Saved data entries
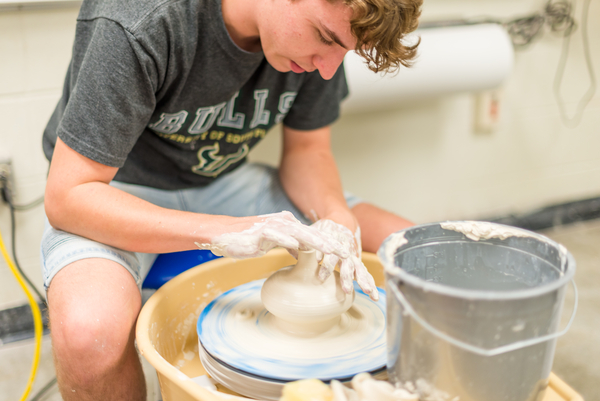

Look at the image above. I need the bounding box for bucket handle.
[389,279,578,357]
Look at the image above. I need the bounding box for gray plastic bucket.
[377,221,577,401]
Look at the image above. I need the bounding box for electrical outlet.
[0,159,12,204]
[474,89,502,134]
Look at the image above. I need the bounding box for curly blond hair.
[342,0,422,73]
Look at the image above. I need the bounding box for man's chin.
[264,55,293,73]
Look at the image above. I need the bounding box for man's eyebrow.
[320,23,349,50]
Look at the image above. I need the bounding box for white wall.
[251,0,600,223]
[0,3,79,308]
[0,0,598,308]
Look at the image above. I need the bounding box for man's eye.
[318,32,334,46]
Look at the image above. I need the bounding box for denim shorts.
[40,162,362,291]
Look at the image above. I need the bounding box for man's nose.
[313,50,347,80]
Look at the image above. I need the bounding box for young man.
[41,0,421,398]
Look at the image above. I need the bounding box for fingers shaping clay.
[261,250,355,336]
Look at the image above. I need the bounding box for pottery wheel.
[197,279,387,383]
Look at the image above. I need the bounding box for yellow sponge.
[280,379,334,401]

**Task instructions:** Write out exactly the lines starting with the one that holds "fingers shaping clay." and running through the last line above.

**Response to the task:**
Look at the image above. I need the bounding box for fingers shaping clay.
[261,250,355,336]
Look at the image above. I need the bounding box for pottery wheel.
[197,279,387,383]
Look at the image above. I need the bounding box for yellow sponge.
[280,379,334,401]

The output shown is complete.